### FRAGMENT

====

Tweetalige printerversie Eentalige printerversie

Schriftelijke vraag nr. 5-9129

van Nele Lijnen (Open Vld) d.d. 24 mei 2013

aan de vice-eersteminister en minister van Buitenlandse Zaken, Buitenlandse Handel en Europese Zaken

Het vredesverdrag en de stabiliteit in Oost-Congo

Democratische Republiek Congo
Rwanda

Chronologie

24/5/2013Verzending vraag
18/9/2013Rappel
10/10/2013Antwoord

Herkwalificatie van : vraag om uitleg 5-3230

Vraag nr. 5-9129 d.d. 24 mei 2013 : (Vraag gesteld in het Nederlands)

Op zondag 24 februari jongsleden werd in Ethiopië een vredesverdrag gesloten dat voor meer stabiliteit in Oost-Congo moet zorgen. Het verdrag werd ondertekend door elf Afrikaanse landen in de regio van de Grote Meren, waaronder Rwanda en Oeganda, en wordt ondersteund door de VN. Een eerder verdrag faalde omdat er onenigheid was over wie de regionale troepen zou leiden ter bestrijding van lokale gewapende groeperingen. Hiermee worden onder meer, maar niet alleen, de rebellen van de M23 bedoeld. Zoals bekend maken die zich schuldig aan grove misdaden zoals verkrachting en moord. De Congolese regering pleegt in Oeganda een apart overleg met de M23, waarbij die laatste onder andere amnestie vraagt voor oorlogs- en rebelliedaden. Het verdrag van 24 februari verbiedt andere landen om gewapende groeperingen te ondersteunen. Oeganda en Rwanda tekenden het verdrag, terwijl net zij door de VN ervan beschuldigd worden de M23 actief te ondersteunen. Een VN-expert verklaarde dat het verdrag zeer nefast kan zijn omdat de M23 wordt uitgesloten en dus mogelijk een opportuniteit ziet in meer strijd. Experts ter plaatse vrezen dat het conflict in een veel grotere oorlog kan uitmonden.

====

Herhaal letterlijk het deel van de schriftelijke vraag hierboven dat opent met de woorden met "Chronologie" en sluit met "in het Nederlands)". De items die hierna komen, spelen hierbij geen rol.

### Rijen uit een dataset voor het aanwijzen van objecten
====

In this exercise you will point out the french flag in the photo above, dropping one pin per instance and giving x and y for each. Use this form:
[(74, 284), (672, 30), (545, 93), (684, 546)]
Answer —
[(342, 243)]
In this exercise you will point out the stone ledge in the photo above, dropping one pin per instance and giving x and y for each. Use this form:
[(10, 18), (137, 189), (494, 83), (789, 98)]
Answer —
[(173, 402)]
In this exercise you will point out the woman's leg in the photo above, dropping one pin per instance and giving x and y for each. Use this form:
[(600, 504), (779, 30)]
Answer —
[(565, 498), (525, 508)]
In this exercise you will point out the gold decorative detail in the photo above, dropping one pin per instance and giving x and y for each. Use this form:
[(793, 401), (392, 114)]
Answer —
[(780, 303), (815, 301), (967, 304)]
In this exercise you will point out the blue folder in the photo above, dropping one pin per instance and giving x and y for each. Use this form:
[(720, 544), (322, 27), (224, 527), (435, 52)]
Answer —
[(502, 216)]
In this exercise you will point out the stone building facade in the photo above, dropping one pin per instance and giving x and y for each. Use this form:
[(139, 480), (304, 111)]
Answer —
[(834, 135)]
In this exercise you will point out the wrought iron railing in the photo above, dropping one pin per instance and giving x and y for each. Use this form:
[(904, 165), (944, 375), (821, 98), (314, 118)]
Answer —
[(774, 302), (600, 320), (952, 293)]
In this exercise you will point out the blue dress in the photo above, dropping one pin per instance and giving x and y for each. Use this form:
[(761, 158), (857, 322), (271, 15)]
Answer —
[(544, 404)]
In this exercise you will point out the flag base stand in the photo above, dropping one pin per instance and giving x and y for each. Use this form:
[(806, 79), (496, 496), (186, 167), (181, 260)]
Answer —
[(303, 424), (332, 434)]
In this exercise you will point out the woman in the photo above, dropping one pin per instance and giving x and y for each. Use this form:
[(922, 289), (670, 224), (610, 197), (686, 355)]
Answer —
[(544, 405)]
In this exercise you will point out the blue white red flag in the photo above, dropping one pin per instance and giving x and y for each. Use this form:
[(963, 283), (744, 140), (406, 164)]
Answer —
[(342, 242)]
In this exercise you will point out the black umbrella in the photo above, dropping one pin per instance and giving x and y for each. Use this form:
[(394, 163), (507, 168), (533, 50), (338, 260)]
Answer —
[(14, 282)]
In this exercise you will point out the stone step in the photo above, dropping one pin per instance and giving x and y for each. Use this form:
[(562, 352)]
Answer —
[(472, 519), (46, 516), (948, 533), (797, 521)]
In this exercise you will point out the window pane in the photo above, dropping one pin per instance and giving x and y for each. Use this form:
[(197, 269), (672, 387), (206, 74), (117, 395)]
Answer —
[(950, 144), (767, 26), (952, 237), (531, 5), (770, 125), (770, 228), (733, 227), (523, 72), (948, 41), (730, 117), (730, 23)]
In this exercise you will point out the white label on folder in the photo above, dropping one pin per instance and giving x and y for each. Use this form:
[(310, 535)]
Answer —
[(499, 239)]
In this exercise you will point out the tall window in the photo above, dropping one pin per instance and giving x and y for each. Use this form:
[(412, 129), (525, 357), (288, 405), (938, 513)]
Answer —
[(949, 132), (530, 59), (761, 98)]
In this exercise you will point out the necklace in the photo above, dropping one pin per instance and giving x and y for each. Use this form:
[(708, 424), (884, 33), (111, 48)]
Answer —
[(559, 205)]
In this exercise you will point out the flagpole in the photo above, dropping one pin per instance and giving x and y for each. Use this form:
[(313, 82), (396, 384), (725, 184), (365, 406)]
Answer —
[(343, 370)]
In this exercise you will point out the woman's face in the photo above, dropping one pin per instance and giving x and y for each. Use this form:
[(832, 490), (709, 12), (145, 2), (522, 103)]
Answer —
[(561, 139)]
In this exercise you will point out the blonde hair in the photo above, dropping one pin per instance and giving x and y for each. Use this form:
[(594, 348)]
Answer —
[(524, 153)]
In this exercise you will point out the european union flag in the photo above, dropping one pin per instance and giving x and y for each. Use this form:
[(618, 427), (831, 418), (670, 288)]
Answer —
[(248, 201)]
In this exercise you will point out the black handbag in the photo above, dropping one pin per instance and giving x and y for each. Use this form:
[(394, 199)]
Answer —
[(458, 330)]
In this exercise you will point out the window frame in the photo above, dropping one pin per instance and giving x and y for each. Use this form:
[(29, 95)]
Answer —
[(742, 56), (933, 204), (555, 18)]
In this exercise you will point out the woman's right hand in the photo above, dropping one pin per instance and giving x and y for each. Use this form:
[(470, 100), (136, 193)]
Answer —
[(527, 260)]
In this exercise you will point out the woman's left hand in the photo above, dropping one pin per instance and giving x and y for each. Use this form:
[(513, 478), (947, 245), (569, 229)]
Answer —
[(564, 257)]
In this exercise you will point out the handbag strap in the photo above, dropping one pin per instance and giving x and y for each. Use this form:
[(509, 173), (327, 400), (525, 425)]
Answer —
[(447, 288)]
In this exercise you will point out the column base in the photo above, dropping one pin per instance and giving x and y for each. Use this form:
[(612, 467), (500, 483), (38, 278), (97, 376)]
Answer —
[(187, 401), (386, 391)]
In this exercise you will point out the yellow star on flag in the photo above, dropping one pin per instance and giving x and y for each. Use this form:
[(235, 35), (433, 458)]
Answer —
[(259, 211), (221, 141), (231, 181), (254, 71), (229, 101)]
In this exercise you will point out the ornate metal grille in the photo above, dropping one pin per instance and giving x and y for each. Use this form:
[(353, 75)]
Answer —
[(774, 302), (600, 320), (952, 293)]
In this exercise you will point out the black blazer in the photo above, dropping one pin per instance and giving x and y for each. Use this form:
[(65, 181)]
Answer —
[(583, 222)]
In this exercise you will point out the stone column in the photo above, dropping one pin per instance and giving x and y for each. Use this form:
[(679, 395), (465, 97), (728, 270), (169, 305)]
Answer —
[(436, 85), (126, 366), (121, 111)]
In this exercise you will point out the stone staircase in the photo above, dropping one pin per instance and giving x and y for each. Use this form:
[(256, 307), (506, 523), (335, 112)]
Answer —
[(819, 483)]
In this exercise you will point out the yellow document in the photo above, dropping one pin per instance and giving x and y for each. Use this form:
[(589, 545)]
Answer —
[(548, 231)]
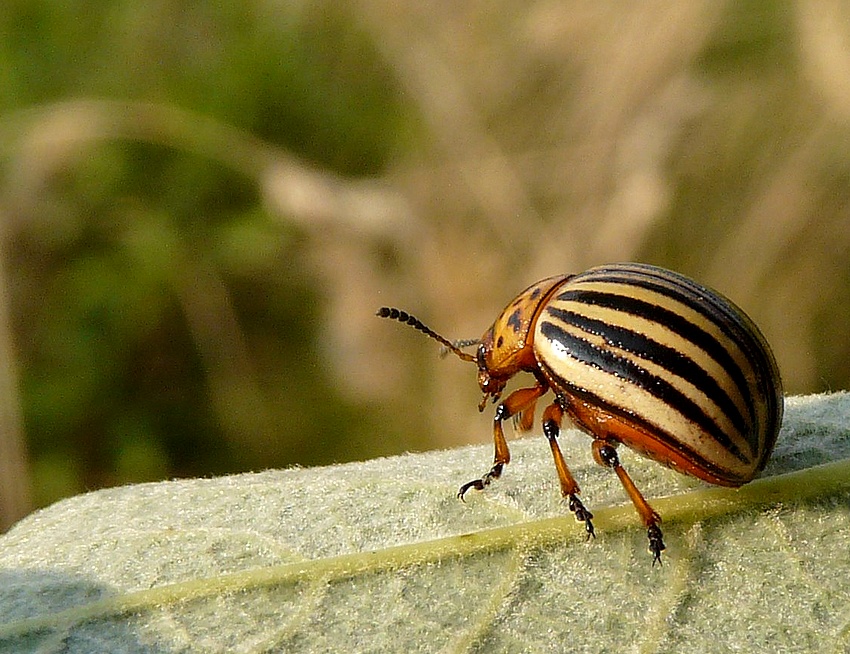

====

### OPLOSSING OEFENING
Chronologie

24/5/2013Verzending vraag
18/9/2013Rappel
10/10/2013Antwoord

Herkwalificatie van : vraag om uitleg 5-3230

Vraag nr. 5-9129 d.d. 24 mei 2013 : (Vraag gesteld in het Nederlands)